→ **TASK INSTRUCTIONS**:
In the data below, begin at the line with "Target: hardwood floor" and stop after the line with "# put a marker on every instance of the shoreline, response"; output those lines exactly and no pictures.

→ **GIVEN RECORDS**:
▼
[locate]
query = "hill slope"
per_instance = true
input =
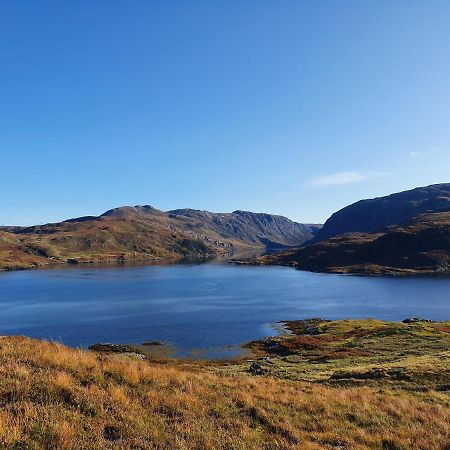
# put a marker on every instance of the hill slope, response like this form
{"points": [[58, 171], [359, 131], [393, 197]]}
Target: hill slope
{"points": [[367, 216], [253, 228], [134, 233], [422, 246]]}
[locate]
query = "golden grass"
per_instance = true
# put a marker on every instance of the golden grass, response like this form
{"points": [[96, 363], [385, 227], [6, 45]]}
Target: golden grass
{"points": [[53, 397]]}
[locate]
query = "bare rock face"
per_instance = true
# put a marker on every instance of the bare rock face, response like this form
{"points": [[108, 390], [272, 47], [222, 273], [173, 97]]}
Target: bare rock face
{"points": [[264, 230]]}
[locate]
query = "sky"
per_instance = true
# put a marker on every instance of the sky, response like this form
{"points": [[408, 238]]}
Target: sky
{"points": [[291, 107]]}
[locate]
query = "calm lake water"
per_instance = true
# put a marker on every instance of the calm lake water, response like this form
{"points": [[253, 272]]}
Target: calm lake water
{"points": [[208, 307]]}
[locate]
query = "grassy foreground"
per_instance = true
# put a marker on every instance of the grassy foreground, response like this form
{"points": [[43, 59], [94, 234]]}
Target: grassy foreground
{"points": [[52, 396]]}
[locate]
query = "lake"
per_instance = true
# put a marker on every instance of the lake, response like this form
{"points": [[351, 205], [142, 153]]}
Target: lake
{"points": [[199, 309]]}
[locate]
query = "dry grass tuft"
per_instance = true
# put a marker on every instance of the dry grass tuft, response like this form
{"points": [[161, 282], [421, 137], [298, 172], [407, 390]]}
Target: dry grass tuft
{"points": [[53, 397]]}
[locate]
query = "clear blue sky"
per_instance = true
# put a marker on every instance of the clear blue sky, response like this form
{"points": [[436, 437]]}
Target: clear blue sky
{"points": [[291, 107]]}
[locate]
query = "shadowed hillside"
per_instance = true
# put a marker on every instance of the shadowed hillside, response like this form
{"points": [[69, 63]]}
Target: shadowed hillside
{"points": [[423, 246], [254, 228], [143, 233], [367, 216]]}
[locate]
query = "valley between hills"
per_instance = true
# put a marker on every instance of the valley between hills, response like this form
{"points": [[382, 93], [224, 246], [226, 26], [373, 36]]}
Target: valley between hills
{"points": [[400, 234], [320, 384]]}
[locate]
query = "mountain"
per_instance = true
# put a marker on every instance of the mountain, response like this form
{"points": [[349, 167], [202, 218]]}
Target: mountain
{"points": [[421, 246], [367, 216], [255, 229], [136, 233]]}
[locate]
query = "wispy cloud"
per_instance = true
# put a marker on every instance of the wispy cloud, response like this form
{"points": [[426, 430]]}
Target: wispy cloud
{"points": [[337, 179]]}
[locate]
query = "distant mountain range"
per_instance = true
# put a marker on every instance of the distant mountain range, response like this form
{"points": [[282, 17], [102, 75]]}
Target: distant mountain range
▲
▼
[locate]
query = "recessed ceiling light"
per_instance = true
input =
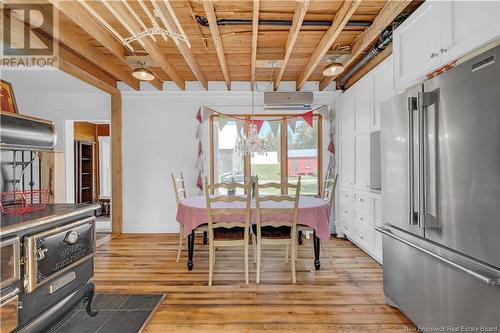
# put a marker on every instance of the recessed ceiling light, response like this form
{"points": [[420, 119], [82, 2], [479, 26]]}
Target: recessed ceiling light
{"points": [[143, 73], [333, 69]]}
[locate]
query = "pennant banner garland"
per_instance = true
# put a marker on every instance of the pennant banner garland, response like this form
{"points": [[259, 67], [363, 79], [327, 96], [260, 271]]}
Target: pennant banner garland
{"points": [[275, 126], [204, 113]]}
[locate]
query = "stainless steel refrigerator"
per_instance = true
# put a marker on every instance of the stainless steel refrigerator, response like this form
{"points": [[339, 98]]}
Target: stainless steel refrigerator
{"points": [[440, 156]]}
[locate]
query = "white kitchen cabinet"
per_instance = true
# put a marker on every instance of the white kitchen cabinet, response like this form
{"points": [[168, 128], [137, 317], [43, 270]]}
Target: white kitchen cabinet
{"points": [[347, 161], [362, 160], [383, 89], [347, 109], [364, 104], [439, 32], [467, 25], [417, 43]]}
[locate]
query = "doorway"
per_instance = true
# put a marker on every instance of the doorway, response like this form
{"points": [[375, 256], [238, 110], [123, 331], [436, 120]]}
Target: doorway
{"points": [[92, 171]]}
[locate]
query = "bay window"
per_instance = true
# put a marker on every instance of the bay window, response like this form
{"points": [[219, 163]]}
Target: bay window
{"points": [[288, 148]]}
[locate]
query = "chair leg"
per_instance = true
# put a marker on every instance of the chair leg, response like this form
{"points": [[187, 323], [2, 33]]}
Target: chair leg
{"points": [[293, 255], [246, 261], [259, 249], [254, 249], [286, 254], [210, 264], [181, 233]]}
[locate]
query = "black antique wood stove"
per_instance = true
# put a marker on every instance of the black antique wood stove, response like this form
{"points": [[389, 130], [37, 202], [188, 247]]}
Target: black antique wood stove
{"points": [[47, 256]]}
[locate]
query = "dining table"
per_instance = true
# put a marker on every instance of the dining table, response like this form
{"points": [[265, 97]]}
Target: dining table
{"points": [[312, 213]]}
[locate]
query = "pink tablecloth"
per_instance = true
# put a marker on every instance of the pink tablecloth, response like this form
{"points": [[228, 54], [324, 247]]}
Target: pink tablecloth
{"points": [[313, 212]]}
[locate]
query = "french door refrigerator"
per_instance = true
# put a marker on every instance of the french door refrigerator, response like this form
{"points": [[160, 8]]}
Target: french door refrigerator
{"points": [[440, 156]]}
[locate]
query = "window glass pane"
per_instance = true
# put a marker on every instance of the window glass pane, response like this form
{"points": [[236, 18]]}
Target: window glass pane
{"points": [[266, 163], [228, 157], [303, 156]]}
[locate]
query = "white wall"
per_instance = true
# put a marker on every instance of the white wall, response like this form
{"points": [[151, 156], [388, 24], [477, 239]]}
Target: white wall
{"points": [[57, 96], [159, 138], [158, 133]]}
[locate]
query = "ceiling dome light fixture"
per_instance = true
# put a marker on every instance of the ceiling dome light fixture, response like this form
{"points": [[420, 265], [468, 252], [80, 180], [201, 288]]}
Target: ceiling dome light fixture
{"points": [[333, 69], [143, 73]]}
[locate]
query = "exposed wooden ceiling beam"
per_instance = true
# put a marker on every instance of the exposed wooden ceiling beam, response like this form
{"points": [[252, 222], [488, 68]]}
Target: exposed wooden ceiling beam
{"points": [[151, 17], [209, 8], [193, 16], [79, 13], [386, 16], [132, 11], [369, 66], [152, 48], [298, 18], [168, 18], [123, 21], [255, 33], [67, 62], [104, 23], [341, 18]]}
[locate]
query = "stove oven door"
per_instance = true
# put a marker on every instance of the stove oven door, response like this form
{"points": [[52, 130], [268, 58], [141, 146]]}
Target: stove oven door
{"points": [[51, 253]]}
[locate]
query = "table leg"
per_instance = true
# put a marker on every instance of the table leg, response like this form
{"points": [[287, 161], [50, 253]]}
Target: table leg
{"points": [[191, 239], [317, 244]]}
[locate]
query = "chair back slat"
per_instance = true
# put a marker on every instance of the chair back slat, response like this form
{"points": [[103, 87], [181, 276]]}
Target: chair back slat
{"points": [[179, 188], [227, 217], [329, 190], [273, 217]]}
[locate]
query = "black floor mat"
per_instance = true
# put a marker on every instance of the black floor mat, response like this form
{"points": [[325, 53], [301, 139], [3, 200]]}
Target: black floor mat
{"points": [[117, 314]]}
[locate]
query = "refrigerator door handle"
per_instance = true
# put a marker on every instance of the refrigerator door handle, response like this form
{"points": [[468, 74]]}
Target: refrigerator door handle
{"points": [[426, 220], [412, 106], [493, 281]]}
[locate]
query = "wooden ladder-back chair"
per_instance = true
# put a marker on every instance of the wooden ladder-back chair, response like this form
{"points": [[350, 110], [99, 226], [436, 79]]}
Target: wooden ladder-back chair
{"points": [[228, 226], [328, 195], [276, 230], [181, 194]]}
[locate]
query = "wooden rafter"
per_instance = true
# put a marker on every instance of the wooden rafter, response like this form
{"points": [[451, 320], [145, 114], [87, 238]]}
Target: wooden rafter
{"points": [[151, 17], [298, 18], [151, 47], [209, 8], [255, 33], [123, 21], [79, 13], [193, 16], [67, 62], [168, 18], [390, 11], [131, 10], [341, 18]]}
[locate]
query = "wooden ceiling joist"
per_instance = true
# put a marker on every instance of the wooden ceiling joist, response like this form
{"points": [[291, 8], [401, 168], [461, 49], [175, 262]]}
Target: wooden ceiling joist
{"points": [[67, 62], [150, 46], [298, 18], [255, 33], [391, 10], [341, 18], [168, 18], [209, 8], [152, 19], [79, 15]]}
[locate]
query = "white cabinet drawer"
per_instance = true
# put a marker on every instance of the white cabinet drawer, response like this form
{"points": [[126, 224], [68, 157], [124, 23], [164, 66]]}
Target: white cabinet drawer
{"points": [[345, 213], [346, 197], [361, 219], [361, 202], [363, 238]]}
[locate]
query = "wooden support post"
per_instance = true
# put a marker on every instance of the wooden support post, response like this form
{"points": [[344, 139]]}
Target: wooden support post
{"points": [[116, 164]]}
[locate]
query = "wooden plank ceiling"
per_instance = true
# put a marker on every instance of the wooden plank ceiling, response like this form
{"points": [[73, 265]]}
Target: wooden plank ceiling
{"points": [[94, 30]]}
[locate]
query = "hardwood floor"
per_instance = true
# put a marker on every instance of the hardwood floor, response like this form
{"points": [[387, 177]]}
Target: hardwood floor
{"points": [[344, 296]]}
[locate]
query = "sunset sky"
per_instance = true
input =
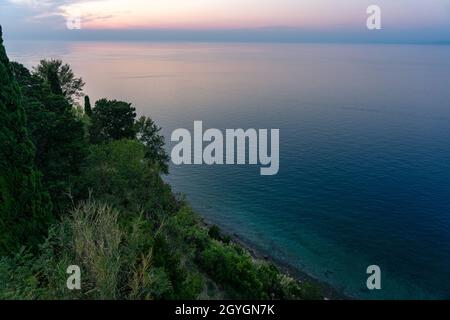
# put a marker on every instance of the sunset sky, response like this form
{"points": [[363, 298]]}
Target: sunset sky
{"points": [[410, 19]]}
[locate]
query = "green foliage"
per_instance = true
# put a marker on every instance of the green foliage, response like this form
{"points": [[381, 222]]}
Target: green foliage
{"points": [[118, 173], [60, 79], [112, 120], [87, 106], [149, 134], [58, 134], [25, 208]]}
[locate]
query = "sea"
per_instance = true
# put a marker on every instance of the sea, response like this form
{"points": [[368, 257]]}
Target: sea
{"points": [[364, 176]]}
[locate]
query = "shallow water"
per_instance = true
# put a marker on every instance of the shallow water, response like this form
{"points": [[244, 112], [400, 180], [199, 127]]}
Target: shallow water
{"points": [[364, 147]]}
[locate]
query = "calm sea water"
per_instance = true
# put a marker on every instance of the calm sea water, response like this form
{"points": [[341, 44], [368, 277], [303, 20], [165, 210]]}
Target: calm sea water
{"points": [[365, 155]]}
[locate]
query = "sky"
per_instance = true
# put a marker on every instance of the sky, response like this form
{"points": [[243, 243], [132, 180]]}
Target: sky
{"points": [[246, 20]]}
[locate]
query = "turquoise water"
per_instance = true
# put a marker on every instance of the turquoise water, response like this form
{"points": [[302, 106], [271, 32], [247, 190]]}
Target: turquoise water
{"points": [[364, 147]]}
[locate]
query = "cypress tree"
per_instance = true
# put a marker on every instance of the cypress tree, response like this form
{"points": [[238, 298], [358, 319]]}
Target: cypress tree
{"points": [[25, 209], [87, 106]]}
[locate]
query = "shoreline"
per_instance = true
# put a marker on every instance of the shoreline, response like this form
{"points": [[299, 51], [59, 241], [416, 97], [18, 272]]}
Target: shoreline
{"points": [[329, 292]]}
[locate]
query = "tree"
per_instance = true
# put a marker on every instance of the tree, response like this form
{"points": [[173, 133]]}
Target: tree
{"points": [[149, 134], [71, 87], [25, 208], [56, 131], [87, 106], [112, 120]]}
▲
▼
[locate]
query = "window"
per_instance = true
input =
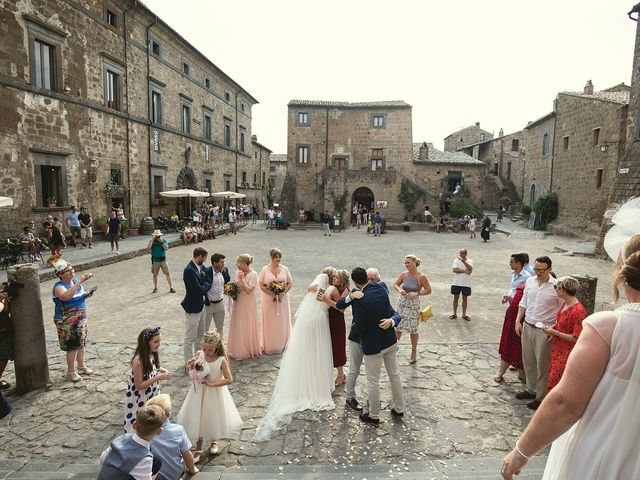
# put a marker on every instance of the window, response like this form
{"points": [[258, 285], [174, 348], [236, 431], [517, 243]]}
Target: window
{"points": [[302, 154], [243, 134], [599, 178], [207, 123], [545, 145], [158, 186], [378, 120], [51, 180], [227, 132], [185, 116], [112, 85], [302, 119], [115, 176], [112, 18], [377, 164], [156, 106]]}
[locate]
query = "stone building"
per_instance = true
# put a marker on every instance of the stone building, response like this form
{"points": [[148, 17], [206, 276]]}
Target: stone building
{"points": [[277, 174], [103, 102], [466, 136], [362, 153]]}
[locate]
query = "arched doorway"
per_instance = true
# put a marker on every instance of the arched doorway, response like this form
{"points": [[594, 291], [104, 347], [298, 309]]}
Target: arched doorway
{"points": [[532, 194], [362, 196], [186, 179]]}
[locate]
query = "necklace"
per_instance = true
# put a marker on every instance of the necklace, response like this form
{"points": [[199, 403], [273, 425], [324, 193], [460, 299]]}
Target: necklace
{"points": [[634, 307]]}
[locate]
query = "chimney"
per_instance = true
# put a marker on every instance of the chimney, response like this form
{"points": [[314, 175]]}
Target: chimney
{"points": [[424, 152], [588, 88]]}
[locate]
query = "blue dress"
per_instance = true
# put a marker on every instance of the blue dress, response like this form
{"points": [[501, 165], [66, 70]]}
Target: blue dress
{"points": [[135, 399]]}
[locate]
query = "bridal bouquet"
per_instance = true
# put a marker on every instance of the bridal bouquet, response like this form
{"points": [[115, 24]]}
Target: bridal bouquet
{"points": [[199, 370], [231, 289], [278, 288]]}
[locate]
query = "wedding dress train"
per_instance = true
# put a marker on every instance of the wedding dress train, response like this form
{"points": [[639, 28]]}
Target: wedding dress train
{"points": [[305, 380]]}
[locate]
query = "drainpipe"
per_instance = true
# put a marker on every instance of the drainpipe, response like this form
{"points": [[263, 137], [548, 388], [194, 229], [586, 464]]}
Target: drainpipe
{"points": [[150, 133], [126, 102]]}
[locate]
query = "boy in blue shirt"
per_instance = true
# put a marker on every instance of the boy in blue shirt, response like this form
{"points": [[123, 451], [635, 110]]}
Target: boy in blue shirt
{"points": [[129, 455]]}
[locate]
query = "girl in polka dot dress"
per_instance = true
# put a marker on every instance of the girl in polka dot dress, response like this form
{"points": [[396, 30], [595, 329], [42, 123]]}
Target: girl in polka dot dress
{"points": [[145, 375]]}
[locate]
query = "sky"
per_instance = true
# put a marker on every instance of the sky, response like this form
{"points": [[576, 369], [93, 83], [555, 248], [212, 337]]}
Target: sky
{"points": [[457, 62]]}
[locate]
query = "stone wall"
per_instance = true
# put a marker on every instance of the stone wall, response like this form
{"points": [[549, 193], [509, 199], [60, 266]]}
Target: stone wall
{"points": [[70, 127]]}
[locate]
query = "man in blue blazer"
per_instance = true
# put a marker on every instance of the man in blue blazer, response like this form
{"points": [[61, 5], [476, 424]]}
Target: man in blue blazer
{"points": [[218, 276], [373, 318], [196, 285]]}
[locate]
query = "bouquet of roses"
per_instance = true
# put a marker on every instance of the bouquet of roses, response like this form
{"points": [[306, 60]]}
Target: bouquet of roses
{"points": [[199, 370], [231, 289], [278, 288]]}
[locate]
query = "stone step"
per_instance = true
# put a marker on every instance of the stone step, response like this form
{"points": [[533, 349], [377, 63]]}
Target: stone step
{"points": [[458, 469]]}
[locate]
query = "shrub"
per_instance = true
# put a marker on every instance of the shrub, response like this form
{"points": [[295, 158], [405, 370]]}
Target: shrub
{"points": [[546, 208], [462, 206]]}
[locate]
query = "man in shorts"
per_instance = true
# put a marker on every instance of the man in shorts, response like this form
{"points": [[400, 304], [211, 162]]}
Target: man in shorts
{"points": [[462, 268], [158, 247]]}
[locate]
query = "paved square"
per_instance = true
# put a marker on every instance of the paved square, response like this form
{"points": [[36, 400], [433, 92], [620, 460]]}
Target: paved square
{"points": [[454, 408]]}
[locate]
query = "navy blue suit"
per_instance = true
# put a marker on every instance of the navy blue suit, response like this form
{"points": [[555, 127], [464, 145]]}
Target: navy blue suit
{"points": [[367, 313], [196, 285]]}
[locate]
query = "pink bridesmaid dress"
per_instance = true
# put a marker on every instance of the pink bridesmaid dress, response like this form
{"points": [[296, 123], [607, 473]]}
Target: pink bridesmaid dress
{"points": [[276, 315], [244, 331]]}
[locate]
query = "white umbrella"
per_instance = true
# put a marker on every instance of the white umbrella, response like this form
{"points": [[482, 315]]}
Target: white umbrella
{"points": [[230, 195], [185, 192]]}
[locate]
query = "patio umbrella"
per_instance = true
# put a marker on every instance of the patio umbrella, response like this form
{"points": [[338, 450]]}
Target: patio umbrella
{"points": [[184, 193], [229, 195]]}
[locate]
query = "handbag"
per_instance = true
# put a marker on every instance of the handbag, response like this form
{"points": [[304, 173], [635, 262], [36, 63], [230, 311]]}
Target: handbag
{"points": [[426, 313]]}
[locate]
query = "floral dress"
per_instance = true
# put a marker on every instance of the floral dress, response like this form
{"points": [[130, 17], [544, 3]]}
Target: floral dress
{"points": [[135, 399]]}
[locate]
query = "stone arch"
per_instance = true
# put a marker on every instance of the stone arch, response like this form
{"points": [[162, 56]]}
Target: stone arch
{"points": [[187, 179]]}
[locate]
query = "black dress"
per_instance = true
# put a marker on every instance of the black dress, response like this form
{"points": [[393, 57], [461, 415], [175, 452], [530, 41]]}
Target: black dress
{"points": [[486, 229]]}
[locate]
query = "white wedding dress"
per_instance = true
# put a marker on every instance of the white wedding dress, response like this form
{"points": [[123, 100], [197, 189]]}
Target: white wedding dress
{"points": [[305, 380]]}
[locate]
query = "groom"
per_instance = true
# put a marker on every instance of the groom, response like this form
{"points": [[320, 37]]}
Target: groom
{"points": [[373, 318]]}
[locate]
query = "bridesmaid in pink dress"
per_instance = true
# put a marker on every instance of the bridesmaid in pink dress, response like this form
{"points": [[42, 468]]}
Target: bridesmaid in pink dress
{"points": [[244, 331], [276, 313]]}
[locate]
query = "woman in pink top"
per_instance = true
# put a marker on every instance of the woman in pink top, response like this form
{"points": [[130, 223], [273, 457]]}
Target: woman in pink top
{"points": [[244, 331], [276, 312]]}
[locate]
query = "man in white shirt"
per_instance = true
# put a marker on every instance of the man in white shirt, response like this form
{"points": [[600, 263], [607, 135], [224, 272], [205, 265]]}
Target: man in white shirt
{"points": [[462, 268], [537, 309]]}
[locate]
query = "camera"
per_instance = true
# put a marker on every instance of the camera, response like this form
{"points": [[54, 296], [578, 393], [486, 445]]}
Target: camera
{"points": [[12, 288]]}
▲
→ **WRITTEN SOLUTION**:
Target: hardwood floor
{"points": [[344, 296]]}
[locate]
query = "sunset sky"
per_instance = true
input =
# put a marker on every instance of the sunset sky, response like this form
{"points": [[363, 298]]}
Target: sunset sky
{"points": [[410, 19]]}
[locate]
query = "green foliage"
per_instance = true
# put a marker on every instance of the green foliage, response like this form
{"points": [[381, 222]]}
Target: green foliage
{"points": [[118, 173], [60, 79], [112, 120], [87, 106], [149, 134], [58, 134], [25, 208]]}
[locate]
query = "sea"
per_instance = true
# put a marker on every instance of the sea, response like this form
{"points": [[368, 257]]}
Target: sea
{"points": [[364, 176]]}
[locate]
query = "shallow water"
per_instance = true
# put a marker on every instance of the shallow water, response like this form
{"points": [[244, 112], [400, 180], [199, 127]]}
Target: shallow water
{"points": [[364, 147]]}
[locate]
query = "calm sea water"
per_instance = true
# put a marker on every instance of the calm sea water, response like this form
{"points": [[341, 44], [368, 277], [303, 20], [165, 210]]}
Target: calm sea water
{"points": [[365, 155]]}
[locate]
query = "sky"
per_instance = true
# put a marker on every instance of the sky, response like this form
{"points": [[243, 243], [132, 180]]}
Target: sky
{"points": [[246, 20]]}
[locate]
query = "turquoise water"
per_instance = true
# put a marker on every instance of the turquoise water, response like this form
{"points": [[302, 106], [271, 32], [247, 190]]}
Target: turquoise water
{"points": [[364, 147]]}
[locate]
query = "cypress tree"
per_instance = true
# put a marker on every instance of the cypress tree, response like this form
{"points": [[238, 298], [358, 319]]}
Target: cypress tree
{"points": [[25, 209], [87, 106]]}
[locate]
query = "shoreline"
per_instance = true
# put a marker on every instance of the shoreline, response like this form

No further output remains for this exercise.